Copy out once more, exactly, the line with "is woman's thumb." and all the lines after it, up to the last line of the data.

**RECORDS SUPPLIED:**
# # #

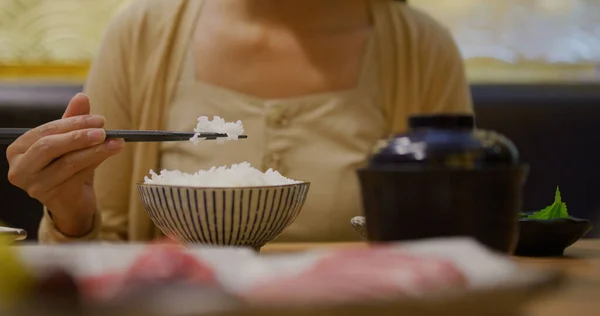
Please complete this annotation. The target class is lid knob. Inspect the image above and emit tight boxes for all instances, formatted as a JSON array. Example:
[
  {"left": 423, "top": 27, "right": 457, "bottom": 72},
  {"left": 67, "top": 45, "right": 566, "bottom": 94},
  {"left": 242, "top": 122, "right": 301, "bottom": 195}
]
[{"left": 409, "top": 114, "right": 474, "bottom": 130}]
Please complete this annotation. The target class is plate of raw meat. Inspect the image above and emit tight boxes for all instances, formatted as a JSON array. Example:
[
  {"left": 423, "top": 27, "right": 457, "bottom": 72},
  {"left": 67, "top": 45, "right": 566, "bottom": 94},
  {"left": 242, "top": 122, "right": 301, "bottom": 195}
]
[{"left": 3, "top": 238, "right": 562, "bottom": 316}]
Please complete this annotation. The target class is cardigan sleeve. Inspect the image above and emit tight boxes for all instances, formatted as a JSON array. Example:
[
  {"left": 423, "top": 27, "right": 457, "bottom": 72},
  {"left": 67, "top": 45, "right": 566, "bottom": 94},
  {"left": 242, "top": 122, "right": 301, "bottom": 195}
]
[
  {"left": 38, "top": 3, "right": 138, "bottom": 243},
  {"left": 415, "top": 11, "right": 474, "bottom": 115},
  {"left": 375, "top": 3, "right": 474, "bottom": 136}
]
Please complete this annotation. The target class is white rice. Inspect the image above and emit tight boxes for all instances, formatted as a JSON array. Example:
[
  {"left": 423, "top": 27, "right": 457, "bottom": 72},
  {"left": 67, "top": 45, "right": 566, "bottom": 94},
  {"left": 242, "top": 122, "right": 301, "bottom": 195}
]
[
  {"left": 144, "top": 162, "right": 300, "bottom": 187},
  {"left": 190, "top": 116, "right": 244, "bottom": 144}
]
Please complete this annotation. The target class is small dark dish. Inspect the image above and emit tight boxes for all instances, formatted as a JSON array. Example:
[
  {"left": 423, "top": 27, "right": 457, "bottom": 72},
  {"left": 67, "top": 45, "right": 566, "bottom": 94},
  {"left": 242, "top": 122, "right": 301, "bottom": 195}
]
[{"left": 515, "top": 213, "right": 593, "bottom": 257}]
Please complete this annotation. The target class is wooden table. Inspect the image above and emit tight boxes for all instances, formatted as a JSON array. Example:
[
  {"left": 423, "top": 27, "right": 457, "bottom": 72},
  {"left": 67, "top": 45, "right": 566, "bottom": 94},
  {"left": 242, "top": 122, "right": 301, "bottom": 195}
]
[{"left": 262, "top": 239, "right": 600, "bottom": 316}]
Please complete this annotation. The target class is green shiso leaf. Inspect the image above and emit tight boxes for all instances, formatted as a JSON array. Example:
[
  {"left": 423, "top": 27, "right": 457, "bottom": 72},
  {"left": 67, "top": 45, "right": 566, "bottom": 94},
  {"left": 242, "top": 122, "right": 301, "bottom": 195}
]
[{"left": 527, "top": 186, "right": 569, "bottom": 220}]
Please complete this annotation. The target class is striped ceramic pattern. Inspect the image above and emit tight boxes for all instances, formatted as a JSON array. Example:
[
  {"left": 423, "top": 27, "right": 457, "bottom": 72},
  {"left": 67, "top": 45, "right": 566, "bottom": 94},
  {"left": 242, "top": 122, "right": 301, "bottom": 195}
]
[{"left": 137, "top": 183, "right": 310, "bottom": 249}]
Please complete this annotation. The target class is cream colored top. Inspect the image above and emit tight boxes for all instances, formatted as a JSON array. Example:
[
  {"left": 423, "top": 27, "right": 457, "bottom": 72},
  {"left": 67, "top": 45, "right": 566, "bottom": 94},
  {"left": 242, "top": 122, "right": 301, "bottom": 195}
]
[
  {"left": 161, "top": 40, "right": 382, "bottom": 241},
  {"left": 38, "top": 0, "right": 473, "bottom": 244}
]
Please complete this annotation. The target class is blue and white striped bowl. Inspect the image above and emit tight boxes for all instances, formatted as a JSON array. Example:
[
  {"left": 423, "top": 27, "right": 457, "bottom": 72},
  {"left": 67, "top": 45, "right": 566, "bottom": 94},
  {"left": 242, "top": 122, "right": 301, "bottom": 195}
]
[{"left": 137, "top": 182, "right": 310, "bottom": 249}]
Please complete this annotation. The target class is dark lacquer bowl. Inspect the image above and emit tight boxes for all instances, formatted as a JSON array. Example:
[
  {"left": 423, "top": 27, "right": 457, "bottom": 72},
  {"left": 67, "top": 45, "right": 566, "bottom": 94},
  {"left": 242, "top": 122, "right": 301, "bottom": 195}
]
[
  {"left": 356, "top": 114, "right": 529, "bottom": 254},
  {"left": 515, "top": 213, "right": 593, "bottom": 257}
]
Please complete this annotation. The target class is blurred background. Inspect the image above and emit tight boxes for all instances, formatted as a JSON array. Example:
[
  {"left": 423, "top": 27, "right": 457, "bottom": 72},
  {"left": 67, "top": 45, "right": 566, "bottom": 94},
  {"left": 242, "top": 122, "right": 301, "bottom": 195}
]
[
  {"left": 1, "top": 0, "right": 598, "bottom": 83},
  {"left": 1, "top": 0, "right": 599, "bottom": 240}
]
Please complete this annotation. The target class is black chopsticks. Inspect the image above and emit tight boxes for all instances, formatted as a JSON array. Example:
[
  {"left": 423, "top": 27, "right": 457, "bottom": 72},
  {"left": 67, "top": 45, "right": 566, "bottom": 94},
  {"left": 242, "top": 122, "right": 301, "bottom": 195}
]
[{"left": 0, "top": 128, "right": 247, "bottom": 145}]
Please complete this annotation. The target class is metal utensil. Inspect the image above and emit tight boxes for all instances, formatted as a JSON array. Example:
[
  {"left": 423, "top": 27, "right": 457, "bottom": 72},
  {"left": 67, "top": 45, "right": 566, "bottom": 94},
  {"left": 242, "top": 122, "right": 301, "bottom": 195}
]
[{"left": 0, "top": 226, "right": 27, "bottom": 241}]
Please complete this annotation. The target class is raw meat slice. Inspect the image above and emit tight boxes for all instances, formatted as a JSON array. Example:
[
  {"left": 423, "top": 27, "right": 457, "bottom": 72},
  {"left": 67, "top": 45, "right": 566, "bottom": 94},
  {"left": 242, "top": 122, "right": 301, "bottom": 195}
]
[
  {"left": 79, "top": 244, "right": 219, "bottom": 302},
  {"left": 124, "top": 244, "right": 219, "bottom": 285},
  {"left": 79, "top": 273, "right": 123, "bottom": 301},
  {"left": 243, "top": 246, "right": 467, "bottom": 305}
]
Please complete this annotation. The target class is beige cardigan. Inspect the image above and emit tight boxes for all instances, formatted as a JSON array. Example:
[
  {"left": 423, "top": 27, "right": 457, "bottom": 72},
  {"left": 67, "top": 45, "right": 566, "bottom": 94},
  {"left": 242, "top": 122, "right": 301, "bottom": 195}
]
[{"left": 39, "top": 0, "right": 473, "bottom": 243}]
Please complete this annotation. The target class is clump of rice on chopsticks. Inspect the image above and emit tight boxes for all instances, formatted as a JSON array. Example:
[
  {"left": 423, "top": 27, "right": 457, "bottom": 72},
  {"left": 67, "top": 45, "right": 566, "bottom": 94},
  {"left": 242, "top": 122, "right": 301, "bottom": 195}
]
[
  {"left": 144, "top": 162, "right": 299, "bottom": 187},
  {"left": 190, "top": 116, "right": 244, "bottom": 144}
]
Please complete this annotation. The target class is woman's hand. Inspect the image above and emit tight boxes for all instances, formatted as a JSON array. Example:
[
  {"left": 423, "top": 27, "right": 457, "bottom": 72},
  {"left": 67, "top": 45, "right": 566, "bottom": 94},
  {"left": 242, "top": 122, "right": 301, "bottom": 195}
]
[{"left": 6, "top": 93, "right": 124, "bottom": 237}]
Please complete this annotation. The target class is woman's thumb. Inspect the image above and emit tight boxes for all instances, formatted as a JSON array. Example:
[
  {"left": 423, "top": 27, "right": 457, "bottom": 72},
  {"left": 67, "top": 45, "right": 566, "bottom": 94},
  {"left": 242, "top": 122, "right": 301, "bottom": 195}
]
[{"left": 62, "top": 93, "right": 91, "bottom": 119}]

# # #

**COMPLETED TASK:**
Please complete this annotation. The target class is woman's thumb. Inspect the image above and emit tight boxes for all instances, formatted as a JSON array. Example:
[
  {"left": 423, "top": 27, "right": 457, "bottom": 72},
  {"left": 67, "top": 45, "right": 566, "bottom": 94},
  {"left": 242, "top": 122, "right": 301, "bottom": 195}
]
[{"left": 62, "top": 93, "right": 91, "bottom": 119}]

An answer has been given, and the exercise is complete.